PROBLEM TO WORK ON: Extract every line from the records below that contains the word "report".

INFORMATION PROVIDED:
○ ○ ○

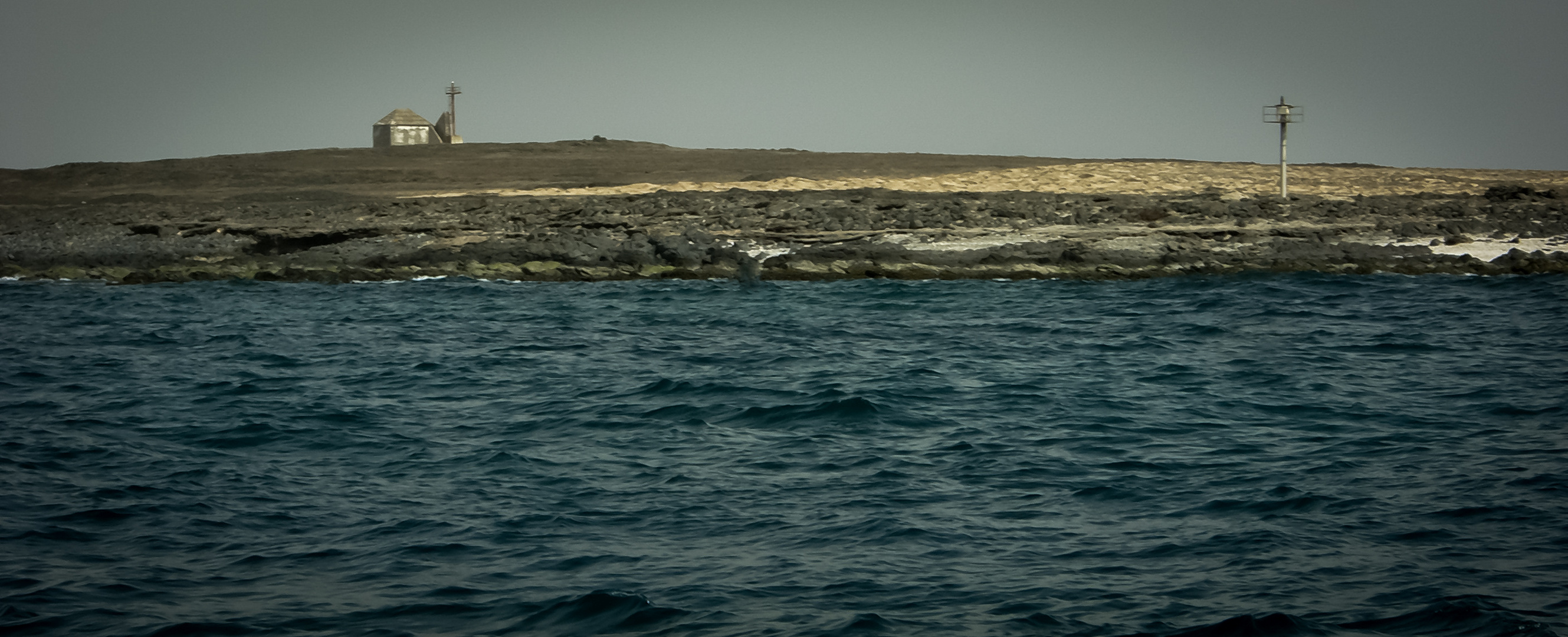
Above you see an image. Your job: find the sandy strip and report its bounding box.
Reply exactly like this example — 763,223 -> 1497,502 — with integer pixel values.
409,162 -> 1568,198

○ ○ ○

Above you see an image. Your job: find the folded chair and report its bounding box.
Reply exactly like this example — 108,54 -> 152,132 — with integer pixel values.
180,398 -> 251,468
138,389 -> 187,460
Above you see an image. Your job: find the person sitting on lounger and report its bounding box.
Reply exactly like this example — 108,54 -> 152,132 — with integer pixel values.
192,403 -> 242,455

○ ○ ○

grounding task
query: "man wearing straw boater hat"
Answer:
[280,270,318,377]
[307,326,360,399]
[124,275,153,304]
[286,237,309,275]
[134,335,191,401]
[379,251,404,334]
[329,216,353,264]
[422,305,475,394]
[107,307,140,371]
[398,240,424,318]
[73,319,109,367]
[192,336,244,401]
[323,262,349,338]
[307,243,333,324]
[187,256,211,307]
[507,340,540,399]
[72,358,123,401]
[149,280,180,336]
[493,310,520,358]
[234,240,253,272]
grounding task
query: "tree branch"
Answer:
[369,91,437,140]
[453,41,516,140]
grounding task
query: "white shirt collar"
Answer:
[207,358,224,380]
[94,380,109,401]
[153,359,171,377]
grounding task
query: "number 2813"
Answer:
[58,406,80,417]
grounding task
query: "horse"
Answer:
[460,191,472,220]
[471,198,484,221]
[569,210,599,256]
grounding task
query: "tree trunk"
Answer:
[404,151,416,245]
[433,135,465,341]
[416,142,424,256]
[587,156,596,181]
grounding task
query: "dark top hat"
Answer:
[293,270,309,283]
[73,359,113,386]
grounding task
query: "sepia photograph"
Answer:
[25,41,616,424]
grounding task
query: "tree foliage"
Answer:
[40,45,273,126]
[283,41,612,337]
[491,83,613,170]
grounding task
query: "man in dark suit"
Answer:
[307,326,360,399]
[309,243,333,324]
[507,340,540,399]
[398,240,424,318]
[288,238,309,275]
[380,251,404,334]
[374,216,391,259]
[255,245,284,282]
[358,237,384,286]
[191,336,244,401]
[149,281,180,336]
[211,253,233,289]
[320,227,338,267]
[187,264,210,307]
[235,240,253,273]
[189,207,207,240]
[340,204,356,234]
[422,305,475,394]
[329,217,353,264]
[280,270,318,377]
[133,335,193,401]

○ ○ ○

SOLVED PROBLEM:
Above you see an image. Your job: find the sandy strip and report its bounding box.
Above you see an image. Your job: find the folded chair and report its bounding box.
Above you see an image. Your job: find the person sitting on lounger and report its bounding box.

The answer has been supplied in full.